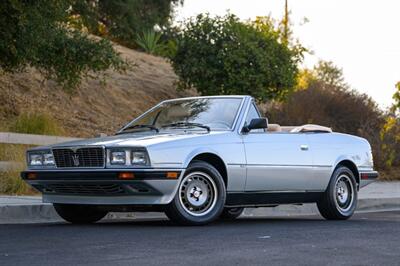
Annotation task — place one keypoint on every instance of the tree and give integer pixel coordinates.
(330, 74)
(223, 55)
(396, 98)
(36, 33)
(124, 20)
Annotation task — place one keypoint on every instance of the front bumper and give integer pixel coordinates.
(105, 187)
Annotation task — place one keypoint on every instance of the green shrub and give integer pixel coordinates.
(149, 41)
(36, 123)
(223, 55)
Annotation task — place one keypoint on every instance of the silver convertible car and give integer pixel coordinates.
(199, 159)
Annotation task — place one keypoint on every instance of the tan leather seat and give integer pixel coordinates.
(274, 128)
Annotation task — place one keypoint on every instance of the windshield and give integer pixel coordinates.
(215, 113)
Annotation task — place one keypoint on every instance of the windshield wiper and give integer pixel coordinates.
(138, 127)
(187, 124)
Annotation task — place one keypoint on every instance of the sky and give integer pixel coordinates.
(360, 36)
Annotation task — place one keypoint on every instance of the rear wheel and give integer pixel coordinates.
(340, 199)
(231, 213)
(200, 198)
(79, 214)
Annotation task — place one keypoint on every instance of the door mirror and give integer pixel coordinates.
(256, 123)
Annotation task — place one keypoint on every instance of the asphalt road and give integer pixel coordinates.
(366, 239)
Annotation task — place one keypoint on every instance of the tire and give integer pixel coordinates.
(340, 198)
(79, 214)
(200, 198)
(231, 213)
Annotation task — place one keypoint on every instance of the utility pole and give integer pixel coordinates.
(285, 23)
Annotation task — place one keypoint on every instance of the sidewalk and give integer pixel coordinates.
(30, 209)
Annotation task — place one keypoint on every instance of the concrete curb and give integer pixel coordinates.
(45, 213)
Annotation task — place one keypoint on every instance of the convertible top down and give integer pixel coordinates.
(201, 158)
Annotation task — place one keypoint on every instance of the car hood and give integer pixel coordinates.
(135, 139)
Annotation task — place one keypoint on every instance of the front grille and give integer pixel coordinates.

## Task instructions
Each entry above has to be set down again verbatim, except for its pictures.

## Answer space
Annotation task — place one keypoint on every instance of the tree and give integer pixel coordinates.
(330, 74)
(223, 55)
(396, 98)
(36, 33)
(124, 20)
Annotation task — place one keypoint on every instance of the front bumper and give integer pixel coordinates.
(105, 187)
Annotation task — place one keypoint on every instance of the green shrub and give integer pixel coordinates.
(149, 41)
(36, 123)
(223, 55)
Annotation task — place one keypoint on every instance of the silver convertible car and give integer pixel coordinates.
(199, 159)
Annotation task — place one keypoint on every instance of the tan leather seat and give integer pixel coordinates.
(274, 128)
Annotation task — place one keypoint on every instance of the windshield and give integer pixel coordinates.
(215, 113)
Annotation task — place one keypoint on every instance of the windshield wiper and give integer pixel coordinates.
(138, 127)
(187, 124)
Annotation task — place one keypoint on every instance of the sky and give integer pixel coordinates.
(360, 36)
Annotation task — place one keypoint on every instance of the rear wheel and give integer pixel coordinates.
(340, 199)
(231, 213)
(200, 198)
(79, 214)
Annotation task — place one keypoint on every instance of the door mirror and give integer pixel coordinates.
(256, 123)
Annotation task — place one keypoint on every instance of the asphalt road and give integer pixel coordinates.
(366, 239)
Annotation task — place one keypoint on every instance of the tire and give integer pixel coordinates.
(340, 198)
(79, 214)
(200, 198)
(231, 213)
Annotation task — place one keypoint on every instance of the utility pole and give integer pixel coordinates.
(285, 23)
Annotation task — place one keypoint on every instance of the sidewalk and give integer pixel coordinates.
(30, 209)
Annotation task — place one keypoint on every instance of the concrete curb and give integer pixel coordinates.
(45, 213)
Annotation task — place one keypoint on every instance of the convertible top down and give integer pixel coordinates.
(201, 158)
Annotation task — place one keypoint on every instance of the car hood and give integer pixel coordinates.
(135, 139)
Annotation task — place one keypoint on every instance of the front grille and give integer pixel coordinates.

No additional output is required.